## Work instructions
1) Update the stretch of the article on Turkey and the YPG from "In denying responsibility, Mr" through "a terrorist group.", replacing "Washington" with "the US government".
2) Condense the paragraph of the article on Turkey and the YPG that begins "Turkey's deputy prime minister, Yalcin Akgodan" into a single shorter sentence, keeping its main facts.

## Source excerpt
Turkish prime minister Ahmet Davutoglu on Thursday blamed the Kurdish YPG militia in Syria for the Ankara bombing that killed 28 people a day earlier, promising to retaliate against the group with “all necessary measures” and increasing pressure on the United States to suspend its support for what has been the most effective ground force against ISIL in the country.

However, Salih Muslim, the leader of PYD – the YPG’s political wing – denied any involvement in the attack.

Mr Davutoglu’s announcement of additional Turkish military action against the Kurdish militia was neither reactive nor sudden.

Turkey has already been shelling YPG-held areas north of Aleppo since February 13 after the Kurds captured positions of Syrian rebels who had fled a government offensive backed by Russian air strikes and later began fighting some opposition groups.

Turkish president Recep Tayyip Erdogan and senior Turkish officials were already trying to justify further military action against the YPG before the bomb attack.

Just hours earlier on Wednesday, Mr Erdogan said Ankara would not allow a “new Qandil” – a reference to the PKK stronghold in the mountains of northern Iraq – to sprout up along Turkey’s southern border and vowed that artillery strikes against the YPG would continue.

On Tuesday, he said that “both the PYD and YPG are organisations of the Assad regime” and urged the West not to differentiate between the PKK, ISIL and other terrorist organisations.

The tough talk against the YPG was bolstered by action, as Ankara on Wednesday allowed 500 rebels to cross its border into the rebel-held Syrian town of Azaz, which is facing an assault by a Kurdish-led alliance of fighters.

Turkey’s deputy prime minister, Yalcin Akgodan, on Wednesday called for military intervention to create a 10 kilometre deep “secure strip” of territory inside Syria to protect Azaz from Kurdish forces. The zone would rebuff efforts to “change the demographic structure” of the area, he said.

If, as Turkey says, the YPG did indeed carry out the bombing in Ankara, it would be the first time the group has launched such an attack and would be out of character.

While the PKK – the YPG’s sister organisation – has long carried out bombings and ambushes inside Turkey and is currently at war with the government, the YPG has focused its attention on Syria, where it is carving out what could become an independent Kurdish state.

The PKK and YPG are closely linked ideologically, and many PKK militants now fight under the banner of the YPG in Syria. But aware that much of the international community blacklists the PKK as a terrorist organisation and fearful that Turkey could move to crush any Kurdish movement along its borders, the YPG has been careful to stress its differences with the PKK and not provoke Turkey with attacks.

In denying responsibility, Mr Muslim, the PYD leader, said the YPG had not been attacking Turkey and did not consider Turkey its enemy.

Their efforts to distance themselves from the PKK have paid off. In Syria, the YPG has forged a close alliance with the United States even though Washington considers its sister organisation a terrorist group.

Turkey has been disapproving of the US relationship with the YPG from the start, but on Thursday Ankara took a firmer stand as Mr Davutoglu issued an ultimatum: Turkey’s allies are expected to stand against the YPG.

“Those who directly or indirectly back an organisation that is the enemy of Turkey risk losing the title of being a friend of Turkey,” he said.

Mr Davutoglu’s challenge presents the US with a dilemma.

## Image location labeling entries

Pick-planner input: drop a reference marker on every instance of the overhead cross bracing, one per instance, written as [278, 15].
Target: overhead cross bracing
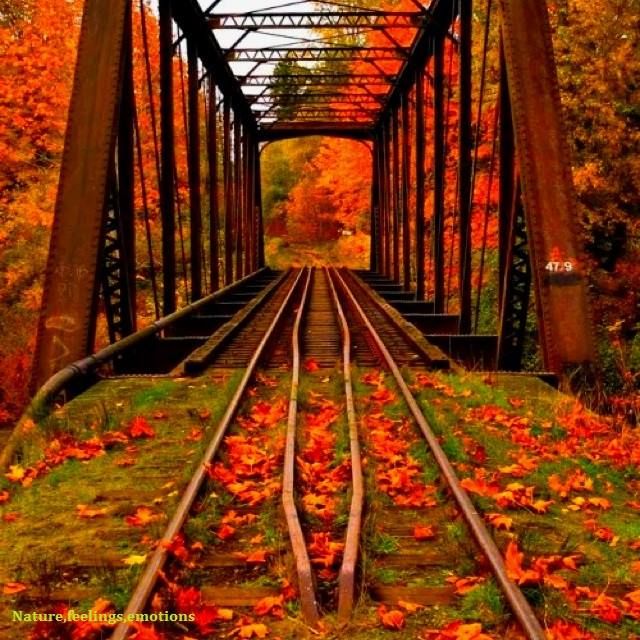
[332, 66]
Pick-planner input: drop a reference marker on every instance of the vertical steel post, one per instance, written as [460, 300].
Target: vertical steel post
[420, 186]
[507, 174]
[195, 200]
[381, 201]
[464, 166]
[374, 263]
[214, 208]
[126, 184]
[167, 172]
[396, 194]
[438, 174]
[237, 180]
[388, 201]
[228, 193]
[246, 204]
[260, 228]
[406, 159]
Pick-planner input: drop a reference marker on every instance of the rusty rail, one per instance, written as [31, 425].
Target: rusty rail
[306, 586]
[149, 577]
[346, 578]
[519, 605]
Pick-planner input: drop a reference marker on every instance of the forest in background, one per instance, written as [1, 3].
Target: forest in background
[320, 188]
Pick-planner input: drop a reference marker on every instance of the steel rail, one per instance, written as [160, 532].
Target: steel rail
[149, 577]
[63, 379]
[519, 605]
[346, 578]
[306, 584]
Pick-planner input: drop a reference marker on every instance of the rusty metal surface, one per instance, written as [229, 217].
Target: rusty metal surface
[347, 576]
[306, 586]
[65, 329]
[149, 577]
[563, 309]
[514, 596]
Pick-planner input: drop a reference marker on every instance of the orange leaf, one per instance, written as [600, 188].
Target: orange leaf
[225, 531]
[140, 428]
[254, 630]
[13, 587]
[257, 557]
[310, 365]
[500, 521]
[423, 532]
[409, 607]
[393, 619]
[270, 605]
[16, 473]
[142, 517]
[84, 511]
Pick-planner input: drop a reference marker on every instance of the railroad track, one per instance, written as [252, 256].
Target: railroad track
[339, 515]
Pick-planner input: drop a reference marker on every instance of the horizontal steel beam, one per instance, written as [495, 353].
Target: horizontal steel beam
[191, 19]
[317, 20]
[312, 98]
[441, 16]
[285, 130]
[298, 54]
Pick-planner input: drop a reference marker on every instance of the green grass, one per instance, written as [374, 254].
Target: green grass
[383, 544]
[485, 603]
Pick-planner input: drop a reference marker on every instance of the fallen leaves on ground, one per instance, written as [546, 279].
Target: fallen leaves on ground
[391, 618]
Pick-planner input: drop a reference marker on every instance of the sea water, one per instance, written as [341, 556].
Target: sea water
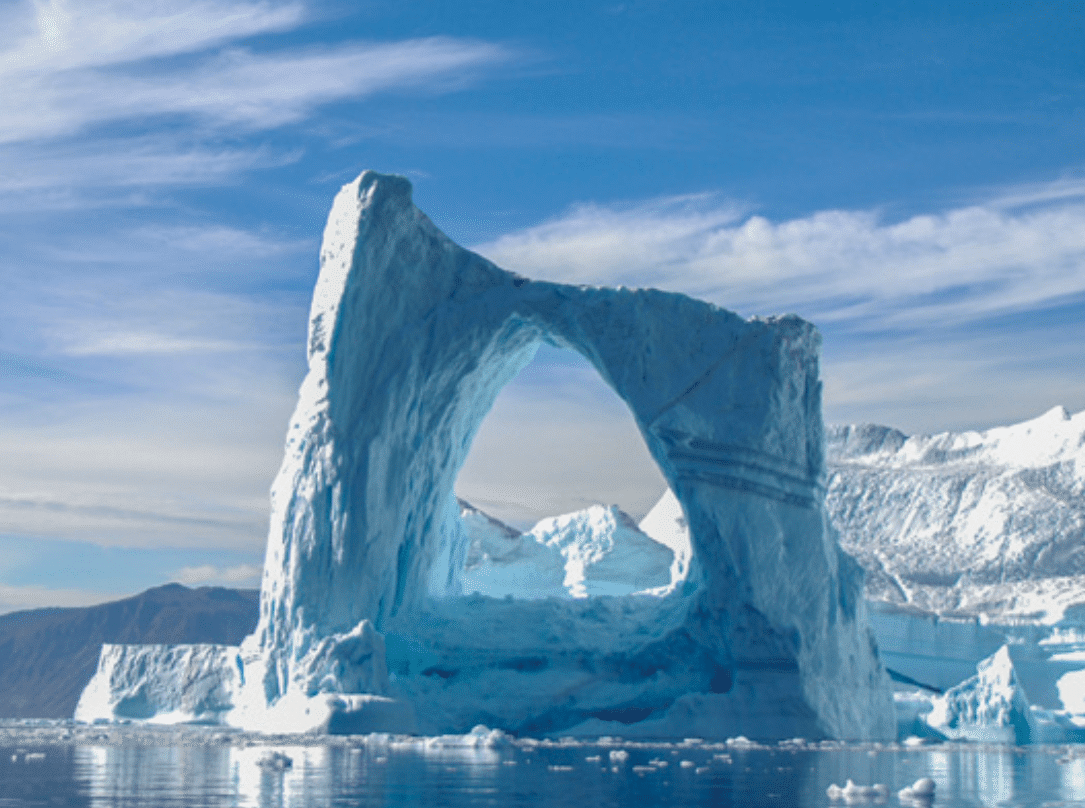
[68, 765]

## Task-by-task answers
1)
In denying responsibility, Mr Muslim, the PYD leader, said the YPG had not been attacking Turkey and did not consider Turkey its enemy.

Their efforts to distance themselves from the PKK have paid off. In Syria, the YPG has forged a close alliance with the United States even though the US government considers its sister organisation a terrorist group.

2) On Wednesday, Turkish deputy prime minister Yalcin Akgodan called for military intervention to create a 10-kilometer-deep "secure strip" inside Syria that would protect Azaz from Kurdish forces and, he said, rebuff efforts to "change the demographic structure" of the area.